--- STATED TASK A ---
Copy out, unchanged, the entries starting at the line that has "Identify the beige" and ending after the line that has "[268, 353, 327, 381]".

--- DOCUMENT SEGMENT ---
Datacan, That is a great rule to live by. It is so true. So few dogs out there are really "aggressive dogs" compared to the "fearful" dogs. 1 in 10 would be my guess. A fearful dog is one that doesn't know where it stands in the "pack". Not only with other dogs, but even with its owner. This is a dog that will not be able to figure out how to react to other dogs. Especially on leash. It can't take flight, so his only option is fight, even if that is the last thing it wants to do. So now the humans think it is an aggressive dog.

Good observations Ozkar. I think you might be the one person on HVF that out-walks me.

We have logged 376 miles in the last two months and have come across a lot of dogs and owners that I have gotten to observe in those many miles. : Key word to describe my observations about dog ownership in heavily populated areas: "Clueless".

Is that too general or harsh a statement?

RBD


----------



## Ozkar (Jul 4, 2011)

Clueless, ignorant, call it what you will, it's a lack of education or knowledge in general however you label it. It's not just your locale either RBD, it's a global thing. I often speak with owners and their self proclaimed "Dumb Dogs" and pity the poor dog. the dog is more often than not, super intelligent and it just has an owner who cannot see that. Such a waste.

--- STATED TASK B ---
Write the next part of the forum thread about fearful dogs and clueless owners, picking up after its last post.

(Coordinate annotation entries)
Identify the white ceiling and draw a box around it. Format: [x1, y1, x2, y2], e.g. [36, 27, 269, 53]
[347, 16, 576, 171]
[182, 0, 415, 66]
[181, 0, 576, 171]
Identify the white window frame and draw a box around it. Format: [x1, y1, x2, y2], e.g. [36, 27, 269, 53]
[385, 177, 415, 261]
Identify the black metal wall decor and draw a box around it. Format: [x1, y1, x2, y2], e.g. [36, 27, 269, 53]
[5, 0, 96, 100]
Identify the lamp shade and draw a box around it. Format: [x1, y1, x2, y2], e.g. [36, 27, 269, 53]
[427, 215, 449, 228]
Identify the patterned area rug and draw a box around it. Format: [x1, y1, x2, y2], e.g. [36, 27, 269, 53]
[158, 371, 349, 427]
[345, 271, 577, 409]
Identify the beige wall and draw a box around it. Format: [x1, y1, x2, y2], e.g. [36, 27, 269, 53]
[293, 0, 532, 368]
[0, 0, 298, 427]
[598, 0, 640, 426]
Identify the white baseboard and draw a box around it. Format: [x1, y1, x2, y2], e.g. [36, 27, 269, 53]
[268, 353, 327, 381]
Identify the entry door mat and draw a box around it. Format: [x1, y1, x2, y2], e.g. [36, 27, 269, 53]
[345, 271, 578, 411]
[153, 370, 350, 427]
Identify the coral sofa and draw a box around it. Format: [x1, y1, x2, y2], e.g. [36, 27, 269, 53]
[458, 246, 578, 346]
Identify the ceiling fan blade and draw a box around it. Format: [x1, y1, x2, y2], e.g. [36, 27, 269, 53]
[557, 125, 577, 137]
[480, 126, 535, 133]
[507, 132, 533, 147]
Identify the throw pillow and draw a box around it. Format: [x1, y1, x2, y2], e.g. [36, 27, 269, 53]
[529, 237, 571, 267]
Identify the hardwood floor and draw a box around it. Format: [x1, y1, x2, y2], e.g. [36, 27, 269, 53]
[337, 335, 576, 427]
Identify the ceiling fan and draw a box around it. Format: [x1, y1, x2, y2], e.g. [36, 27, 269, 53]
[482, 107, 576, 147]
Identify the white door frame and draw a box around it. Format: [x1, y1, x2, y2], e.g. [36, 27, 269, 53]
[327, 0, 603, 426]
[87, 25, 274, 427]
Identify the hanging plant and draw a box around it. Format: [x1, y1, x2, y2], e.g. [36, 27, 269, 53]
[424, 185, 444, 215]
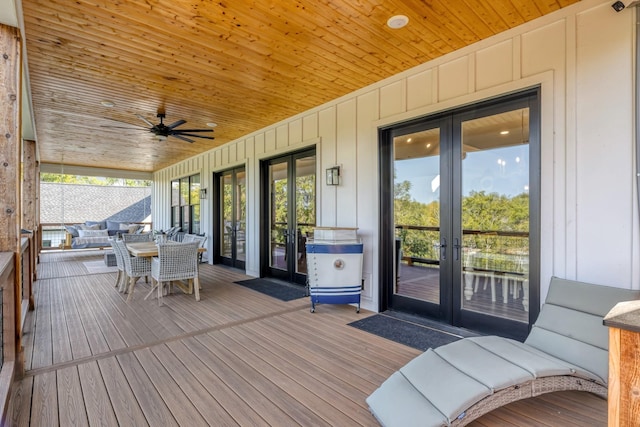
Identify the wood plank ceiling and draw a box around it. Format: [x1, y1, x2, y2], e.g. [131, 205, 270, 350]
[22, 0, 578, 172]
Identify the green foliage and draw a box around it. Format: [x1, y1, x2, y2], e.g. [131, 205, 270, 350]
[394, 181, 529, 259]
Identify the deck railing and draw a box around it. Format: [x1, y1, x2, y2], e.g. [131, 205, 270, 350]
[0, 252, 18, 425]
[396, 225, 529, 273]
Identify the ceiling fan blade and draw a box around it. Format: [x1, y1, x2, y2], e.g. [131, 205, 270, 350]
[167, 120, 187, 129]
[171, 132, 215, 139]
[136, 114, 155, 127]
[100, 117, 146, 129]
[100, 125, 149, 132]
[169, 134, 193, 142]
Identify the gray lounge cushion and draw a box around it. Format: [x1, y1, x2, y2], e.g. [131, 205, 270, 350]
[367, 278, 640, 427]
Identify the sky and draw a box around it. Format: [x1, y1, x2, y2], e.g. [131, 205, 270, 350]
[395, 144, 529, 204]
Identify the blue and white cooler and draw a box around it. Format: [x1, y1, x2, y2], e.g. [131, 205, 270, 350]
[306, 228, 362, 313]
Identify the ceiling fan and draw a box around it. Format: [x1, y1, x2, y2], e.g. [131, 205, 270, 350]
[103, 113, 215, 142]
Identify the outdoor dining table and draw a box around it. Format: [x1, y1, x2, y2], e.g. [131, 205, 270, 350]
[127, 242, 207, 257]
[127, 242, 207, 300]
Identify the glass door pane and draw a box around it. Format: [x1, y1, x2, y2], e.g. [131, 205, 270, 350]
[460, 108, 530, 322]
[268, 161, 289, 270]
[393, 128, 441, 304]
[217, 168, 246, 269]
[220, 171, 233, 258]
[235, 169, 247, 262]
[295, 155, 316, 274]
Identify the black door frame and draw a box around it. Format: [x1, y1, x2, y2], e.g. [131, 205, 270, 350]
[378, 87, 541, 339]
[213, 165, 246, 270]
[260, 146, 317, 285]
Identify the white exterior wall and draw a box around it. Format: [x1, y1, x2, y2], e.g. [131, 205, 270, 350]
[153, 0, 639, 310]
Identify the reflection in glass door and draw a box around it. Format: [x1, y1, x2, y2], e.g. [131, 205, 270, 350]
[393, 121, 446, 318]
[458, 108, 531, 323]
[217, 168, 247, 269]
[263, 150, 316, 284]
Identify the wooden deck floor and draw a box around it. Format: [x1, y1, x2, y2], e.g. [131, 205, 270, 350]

--- TASK OUTPUT A ---
Identify the beige wall and draw a box around it. Format: [x1, y1, x2, y2], e.g. [36, 27, 269, 53]
[293, 0, 532, 368]
[0, 0, 298, 427]
[598, 0, 640, 426]
Identify the white baseboard and draw a box around it. Format: [x1, y1, x2, y2], e.g. [36, 27, 269, 53]
[268, 353, 327, 381]

--- TASK OUTPUT B ---
As to some other posters, yep, sure, agree with you that some aggression is exactly that, aggression. But, more often than not what I am experiencing of late is more a lack of understanding about dog behaviour in general in the general populace. Hence this post to help define what aggression really is and the potential that it may be more fear related.

I've been staying with a friend of late who's dog is pretty disobedient. It wouldn't heel, come or sit to command. It's been two weeks of daily walks with me and my dogs it his dog now walks to heel, sits on command and recalls almost 100%. She even knows the wait command from hearing me tell my dogs and seeing them react. She is becoming a much less fearful dog for the experience. She is another example of fear aggression. 

This dog is part Staffy and part Dingo. So it's always going to be a bit weird, but it's always been outwardly aggressive to other dogs. For a while she was quite dominating of my two, till one day she pushed it too far with them and one at a time, they sat her on her arse and reminded her she isn't as tough as she thinks he is. But her fear aggressive tendencies are slowly reducing with the regular walks and training sessions she is now exposed to each day and a little rubbing off of knowledge onto it's owner.....


----------



## Azeo (Jul 27, 2012)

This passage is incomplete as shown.